Image-grounded pointing data =>
* * * *

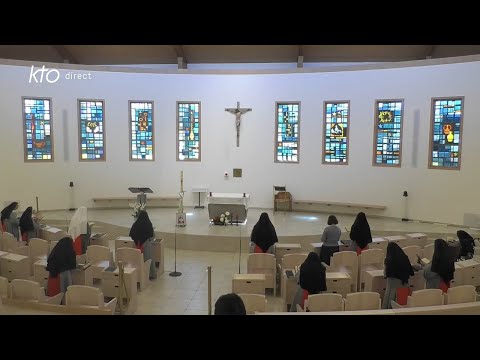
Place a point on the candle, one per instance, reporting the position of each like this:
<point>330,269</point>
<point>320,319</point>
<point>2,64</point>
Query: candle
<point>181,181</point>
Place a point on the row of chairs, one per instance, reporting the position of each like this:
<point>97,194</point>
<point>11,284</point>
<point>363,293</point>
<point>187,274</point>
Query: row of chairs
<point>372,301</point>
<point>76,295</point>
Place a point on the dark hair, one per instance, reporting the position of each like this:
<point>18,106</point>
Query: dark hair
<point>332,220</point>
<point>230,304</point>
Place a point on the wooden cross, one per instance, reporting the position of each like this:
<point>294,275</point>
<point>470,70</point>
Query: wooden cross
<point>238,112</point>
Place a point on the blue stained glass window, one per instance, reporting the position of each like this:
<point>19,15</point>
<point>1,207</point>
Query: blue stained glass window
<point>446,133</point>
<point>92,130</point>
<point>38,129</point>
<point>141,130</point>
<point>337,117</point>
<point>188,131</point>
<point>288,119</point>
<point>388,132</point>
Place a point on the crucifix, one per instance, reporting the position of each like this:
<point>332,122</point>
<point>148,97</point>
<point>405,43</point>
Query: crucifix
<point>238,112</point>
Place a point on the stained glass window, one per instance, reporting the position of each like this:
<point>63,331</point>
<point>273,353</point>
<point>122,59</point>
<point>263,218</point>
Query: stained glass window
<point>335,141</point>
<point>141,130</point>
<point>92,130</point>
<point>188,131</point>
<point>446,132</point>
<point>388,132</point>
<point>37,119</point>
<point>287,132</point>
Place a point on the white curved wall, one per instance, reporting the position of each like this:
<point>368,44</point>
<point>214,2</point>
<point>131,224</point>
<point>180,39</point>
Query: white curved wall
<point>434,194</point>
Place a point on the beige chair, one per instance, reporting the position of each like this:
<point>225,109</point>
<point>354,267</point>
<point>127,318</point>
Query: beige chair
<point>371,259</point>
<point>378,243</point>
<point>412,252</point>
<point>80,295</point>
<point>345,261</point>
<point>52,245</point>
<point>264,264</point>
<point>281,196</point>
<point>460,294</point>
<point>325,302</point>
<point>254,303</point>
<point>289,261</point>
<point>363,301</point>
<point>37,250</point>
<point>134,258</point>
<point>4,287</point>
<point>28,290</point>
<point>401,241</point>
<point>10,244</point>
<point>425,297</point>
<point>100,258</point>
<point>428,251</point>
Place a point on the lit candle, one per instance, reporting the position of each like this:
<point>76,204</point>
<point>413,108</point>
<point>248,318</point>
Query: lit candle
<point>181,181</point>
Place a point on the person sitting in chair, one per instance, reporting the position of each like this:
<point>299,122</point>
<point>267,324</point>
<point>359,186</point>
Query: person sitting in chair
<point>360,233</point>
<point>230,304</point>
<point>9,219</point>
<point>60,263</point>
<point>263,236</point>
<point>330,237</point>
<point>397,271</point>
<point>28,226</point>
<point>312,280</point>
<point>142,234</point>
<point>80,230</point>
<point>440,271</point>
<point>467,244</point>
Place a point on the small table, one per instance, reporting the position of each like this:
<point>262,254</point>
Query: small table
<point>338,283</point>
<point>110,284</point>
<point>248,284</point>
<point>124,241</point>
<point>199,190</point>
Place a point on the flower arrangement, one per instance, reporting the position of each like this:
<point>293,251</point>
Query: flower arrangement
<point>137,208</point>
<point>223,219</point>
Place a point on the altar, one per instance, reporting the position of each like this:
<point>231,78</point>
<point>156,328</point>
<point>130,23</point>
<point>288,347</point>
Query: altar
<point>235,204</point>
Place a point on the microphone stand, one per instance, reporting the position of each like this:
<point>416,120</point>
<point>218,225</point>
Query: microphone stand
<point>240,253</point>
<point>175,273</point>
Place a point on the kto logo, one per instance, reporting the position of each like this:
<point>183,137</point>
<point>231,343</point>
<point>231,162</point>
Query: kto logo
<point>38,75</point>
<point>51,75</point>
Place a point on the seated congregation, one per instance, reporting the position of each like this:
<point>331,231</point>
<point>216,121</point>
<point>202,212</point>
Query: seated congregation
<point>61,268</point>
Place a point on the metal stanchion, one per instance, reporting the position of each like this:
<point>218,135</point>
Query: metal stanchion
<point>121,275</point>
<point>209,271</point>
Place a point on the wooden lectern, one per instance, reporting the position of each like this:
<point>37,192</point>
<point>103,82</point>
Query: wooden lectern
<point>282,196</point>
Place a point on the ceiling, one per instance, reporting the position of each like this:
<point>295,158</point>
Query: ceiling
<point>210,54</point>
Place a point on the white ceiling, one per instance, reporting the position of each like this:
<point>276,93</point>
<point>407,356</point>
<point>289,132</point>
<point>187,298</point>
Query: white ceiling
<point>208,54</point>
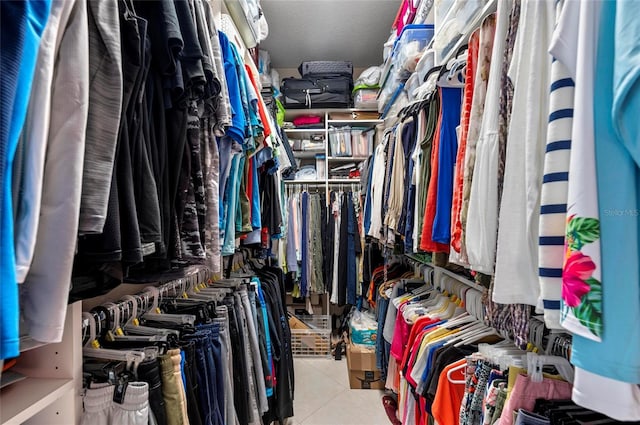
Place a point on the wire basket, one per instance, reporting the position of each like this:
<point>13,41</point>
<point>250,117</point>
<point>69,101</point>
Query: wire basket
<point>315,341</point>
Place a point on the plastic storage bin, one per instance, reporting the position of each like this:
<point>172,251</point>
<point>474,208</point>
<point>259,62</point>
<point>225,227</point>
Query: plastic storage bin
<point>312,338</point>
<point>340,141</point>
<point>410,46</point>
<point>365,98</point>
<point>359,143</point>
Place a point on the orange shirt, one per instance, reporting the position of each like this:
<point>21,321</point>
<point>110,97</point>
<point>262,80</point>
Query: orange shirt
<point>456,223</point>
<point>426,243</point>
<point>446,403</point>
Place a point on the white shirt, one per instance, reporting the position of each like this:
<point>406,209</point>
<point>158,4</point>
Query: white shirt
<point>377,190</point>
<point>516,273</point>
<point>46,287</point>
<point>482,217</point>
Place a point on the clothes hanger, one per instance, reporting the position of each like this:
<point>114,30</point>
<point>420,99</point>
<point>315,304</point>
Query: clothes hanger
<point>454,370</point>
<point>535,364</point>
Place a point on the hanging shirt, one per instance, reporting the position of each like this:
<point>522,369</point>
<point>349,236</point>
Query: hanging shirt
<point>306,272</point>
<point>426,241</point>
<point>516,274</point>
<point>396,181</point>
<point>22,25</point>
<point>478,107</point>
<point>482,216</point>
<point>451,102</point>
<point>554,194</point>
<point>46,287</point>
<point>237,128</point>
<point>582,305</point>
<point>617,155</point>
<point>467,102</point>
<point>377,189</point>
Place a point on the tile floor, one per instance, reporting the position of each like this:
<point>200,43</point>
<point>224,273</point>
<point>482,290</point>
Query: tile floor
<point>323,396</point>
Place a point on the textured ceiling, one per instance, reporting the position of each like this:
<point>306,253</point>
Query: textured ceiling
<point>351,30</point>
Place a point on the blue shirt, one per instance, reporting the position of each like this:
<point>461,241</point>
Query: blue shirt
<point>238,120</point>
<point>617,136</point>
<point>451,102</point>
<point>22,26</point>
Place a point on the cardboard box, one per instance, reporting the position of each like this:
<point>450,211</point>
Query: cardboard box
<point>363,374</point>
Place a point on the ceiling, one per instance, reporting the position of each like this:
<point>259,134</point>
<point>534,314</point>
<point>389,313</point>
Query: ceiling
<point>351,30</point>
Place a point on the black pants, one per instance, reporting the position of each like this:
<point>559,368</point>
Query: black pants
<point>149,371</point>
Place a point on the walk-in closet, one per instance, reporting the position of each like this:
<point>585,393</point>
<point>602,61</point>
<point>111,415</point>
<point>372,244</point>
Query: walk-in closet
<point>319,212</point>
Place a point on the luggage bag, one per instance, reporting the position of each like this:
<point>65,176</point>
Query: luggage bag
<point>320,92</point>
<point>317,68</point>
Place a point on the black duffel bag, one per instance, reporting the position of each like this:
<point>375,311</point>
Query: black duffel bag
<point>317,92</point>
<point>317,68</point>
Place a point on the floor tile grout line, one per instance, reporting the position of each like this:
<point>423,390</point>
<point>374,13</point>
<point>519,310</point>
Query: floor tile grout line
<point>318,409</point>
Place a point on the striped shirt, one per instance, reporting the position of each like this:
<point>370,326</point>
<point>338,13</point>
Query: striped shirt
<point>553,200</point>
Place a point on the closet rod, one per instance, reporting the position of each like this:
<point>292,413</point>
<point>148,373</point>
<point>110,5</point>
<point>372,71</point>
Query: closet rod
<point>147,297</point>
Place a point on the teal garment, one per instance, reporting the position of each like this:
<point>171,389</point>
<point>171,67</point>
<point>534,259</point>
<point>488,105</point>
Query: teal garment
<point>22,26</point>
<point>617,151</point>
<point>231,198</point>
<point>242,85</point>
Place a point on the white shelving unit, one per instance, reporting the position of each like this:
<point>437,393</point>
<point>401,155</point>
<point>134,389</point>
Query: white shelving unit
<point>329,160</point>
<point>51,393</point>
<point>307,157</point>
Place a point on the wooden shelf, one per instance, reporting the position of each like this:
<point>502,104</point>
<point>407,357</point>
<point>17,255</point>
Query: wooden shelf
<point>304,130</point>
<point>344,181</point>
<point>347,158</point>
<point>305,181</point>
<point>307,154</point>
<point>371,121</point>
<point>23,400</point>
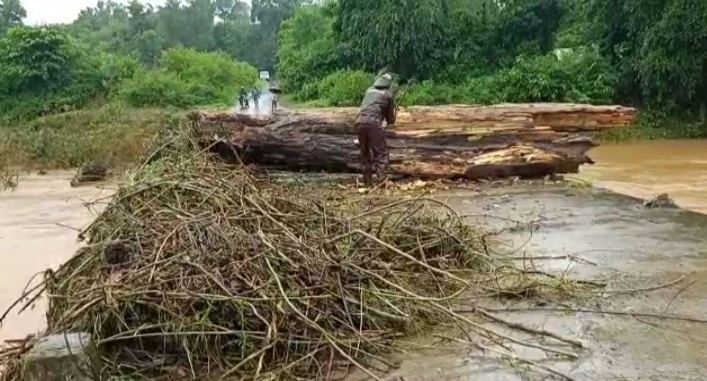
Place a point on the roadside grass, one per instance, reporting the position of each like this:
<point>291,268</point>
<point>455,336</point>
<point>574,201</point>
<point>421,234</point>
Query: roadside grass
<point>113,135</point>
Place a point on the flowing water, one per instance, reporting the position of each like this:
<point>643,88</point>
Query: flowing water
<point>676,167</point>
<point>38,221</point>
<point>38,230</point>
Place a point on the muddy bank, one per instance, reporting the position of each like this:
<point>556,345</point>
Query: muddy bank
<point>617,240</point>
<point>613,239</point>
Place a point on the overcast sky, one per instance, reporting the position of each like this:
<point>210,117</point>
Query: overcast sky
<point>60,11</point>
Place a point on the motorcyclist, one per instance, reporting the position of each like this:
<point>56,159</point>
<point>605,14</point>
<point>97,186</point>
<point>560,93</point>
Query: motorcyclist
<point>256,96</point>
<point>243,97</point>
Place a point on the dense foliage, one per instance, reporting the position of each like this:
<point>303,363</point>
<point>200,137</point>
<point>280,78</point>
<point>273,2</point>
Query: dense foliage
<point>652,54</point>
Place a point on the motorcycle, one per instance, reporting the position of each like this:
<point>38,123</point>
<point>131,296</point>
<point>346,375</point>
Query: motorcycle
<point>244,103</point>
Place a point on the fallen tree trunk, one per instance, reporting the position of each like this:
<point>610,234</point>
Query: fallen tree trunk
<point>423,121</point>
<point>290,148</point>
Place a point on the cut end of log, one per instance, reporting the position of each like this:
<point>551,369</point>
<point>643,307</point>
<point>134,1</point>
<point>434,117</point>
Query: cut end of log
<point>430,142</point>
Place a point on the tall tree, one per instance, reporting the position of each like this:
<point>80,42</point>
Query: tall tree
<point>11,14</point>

* * * *

EXERCISE =>
From the records above, repeat exactly the lines from the one with "Query: microphone stand" through the one with "<point>231,162</point>", both included.

WRITTEN RESPONSE =>
Query: microphone stand
<point>240,253</point>
<point>175,273</point>
Place a point on the kto logo, one per instance, reporting the position of each like this:
<point>183,137</point>
<point>231,343</point>
<point>231,162</point>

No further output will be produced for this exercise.